Extrait du texte =>
Le récitant tayû et le musicien de shamisen, en tenue de cérémonie (kamishimo) de l’époque d’Edo, prennent place sur une estrade – le yuka – installée en dehors du plateau même, côté cour. Assis sur ses talons, le tayû a devant lui, posé sur un lutrin, le livret dont il tourne respectueusement les pages (bien qu’il en connaisse le contenu par cœur) ; sinon, les mains posées sur les genoux, il joue le texte alors que le musicien, assis à sa gauche dans la même posture, accompagne son interprétation. L’engagement physique du tayû est si intense et si épuisant que plusieurs paires de récitants et musiciens se relayent au fil des tableaux et des actes. Pour faciliter ces transitions, l’estrade est montée sur un dispositif tournant. Certaines scènes, relativement peu fréquentes, demandent la présence de plusieurs tayû et musiciens. Les autres effets sonores sont produits par un bruiteur installé en coulisse ; occasionnellement, le shamisen est accompagné d’un koto (cithare à treize cordes) ou d’un autre instrument.

Le dispositif scénique

Le plateau du Théâtre national de Bunraku, Kokuritsu Bunraku Gekijô, que l’on peut considérer comme exemplaire, fait environ 12 mètres de largeur sur 4,5 mètres de profondeur. Il est divisé en trois parties dans le sens de la profondeur par des séparations en bois appelées tesuri. La première (environ 25 centimètres de haut) cache la rampe d’éclairage de l’avant-scène, qui n’est jamais utilisée comme aire de jeu et sert uniquement au machiniste qui tire le grand rideau latéral. Les deux autres séparations dissimulent le bas du corps des manipulateurs. Elles servent aussi à créer l’illusion que les poupées se déplaçant sur leur étroite rampe n’évoluent pas dans le vide. La deuxième séparation (environ 50 centimètres de haut) borde un espace de jeu d’environ 2 mètres de profondeur qui a la particularité d’être dans une sorte de fosse, une trentaine de centimètres plus bas que le niveau normal du plateau, d’où son nom de funazoko (fond de cale d’un bateau) ; cet espace est fermé côté cour et côté jardin par des rideaux d’où se font les entrées ; il est dépourvu de décor et réservé aux scènes d’extérieur. La troisième séparation (environ 85 centimètres de haut) marque l’aire de jeu qui occupe l’arrière du plateau, surtout utilisée pour les actions prenant place à l’intérieur des habitations, maisons, boutiques, temples ou palais. Décors et praticables sont accordés aux dimensions des poupées. Ils présentent, comme ceux du kabuki, des bâtiments ouverts en façade de façon à laisser voir les intérieurs. Au lointain, les toiles peintes, également dans le style plat et coloré du kabuki, situent le paysage ; dans certains cas, ces toiles peuvent se dérouler latéralement, créant ainsi des effets de déplacement alors que les poupées restent en fait sur place, mimant simplement leurs mouvements.

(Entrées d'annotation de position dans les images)
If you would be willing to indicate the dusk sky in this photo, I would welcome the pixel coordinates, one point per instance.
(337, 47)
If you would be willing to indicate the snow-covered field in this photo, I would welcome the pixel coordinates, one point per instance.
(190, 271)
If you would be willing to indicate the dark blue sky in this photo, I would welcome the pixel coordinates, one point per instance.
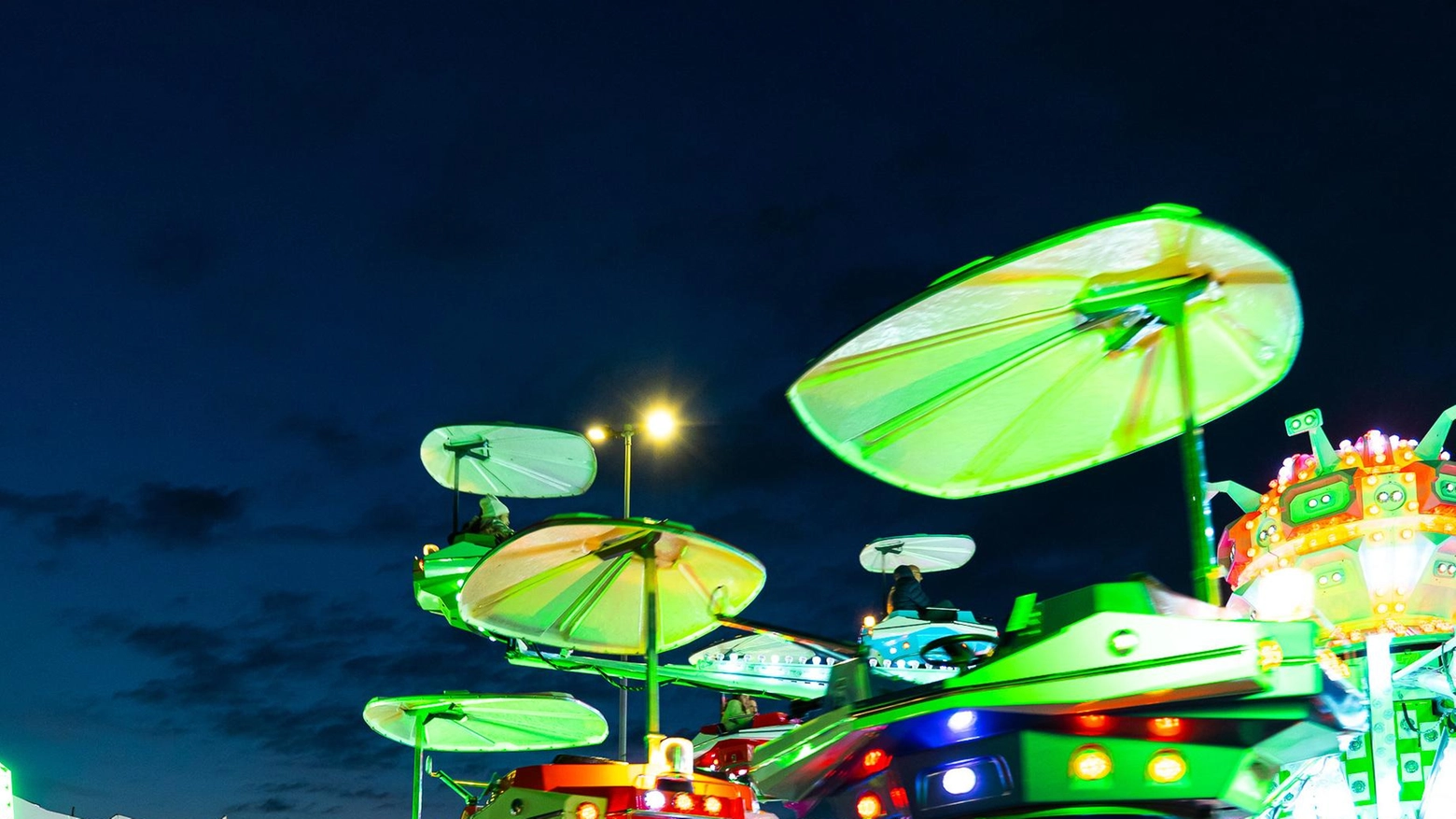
(255, 251)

Objectif A =>
Répondez aux questions suivantes d'après le texte sur le bunraku.
(i) Sur quoi le tayû pose-t-il son livret ?
(ii) Quelles sont les dimensions du plateau du Théâtre national de Bunraku ?
(iii) Quel nom porte l'espace de jeu situé dans une sorte de fosse ?
Objectif B =>
Traduisez en anglais cette phrase du texte sur le bunraku : « Pour faciliter ces transitions, l’estrade est montée sur un dispositif tournant. »
Objectif C =>
Poursuivez le texte sur le bunraku à partir de sa dernière phrase.

Réponse rédigée A =>
(i) Il le pose sur un lutrin.
(ii) Le plateau mesure environ 12 mètres de largeur sur 4,5 mètres de profondeur.
(iii) Cet espace s'appelle le funazoko.

Réponse rédigée B =>
To make these transitions easier, the platform is mounted on a revolving mechanism.

Réponse rédigée C =>
Les poupées

Pendant tout le XVIIe siècle, on utilisait pour les représentations théâtrales de petites poupées de 60 à 70 centimètres., tenues à bout de bras, mais la généralisation du système à trois manipulateurs, qui à partir des années 1730, entraîna un accroissement considérable de leur taille. Développée par le maître marionnettiste du Takemoto-za, Yoshida Bunzaburô, cette technique répartit la manipulation entre trois personnes : le maître (omozukai), juché sur de hautes socques de bois, contrôle de sa main gauche la tête, et de sa main droite, la main correspondante de la poupée ;  le premier assistant (hidarizukai) s’occupe de la main gauche alors que le second assistant (ashizukai) fait mouvoir les pieds de la poupée. Si généralement les marionnettes sont manipulées par trois marionnettistes, il arrive qu’il n’y en ait qu’un seul pour les rôles mineurs. Ce système ne concerne que les rôles importants ; les figurants – soldats, gardes, serviteurs, passants, etc. – ainsi que les animaux sont animés par une seule personne. Les marionnettistes sont vêtus de noir, encagoulés, mais en fait, le maître se produit en général à visage découvert et apparaît souvent en tenue de cérémonie, semblable à celle du tayû. Il va sans dire que la maîtrise d’un tel système nécessite un long apprentissage, et la tradition parle de dix ans de pratique pour les pieds, suivis de dix pour le bras gauche, avant de pouvoir prétendre au statut de chef manipulateur !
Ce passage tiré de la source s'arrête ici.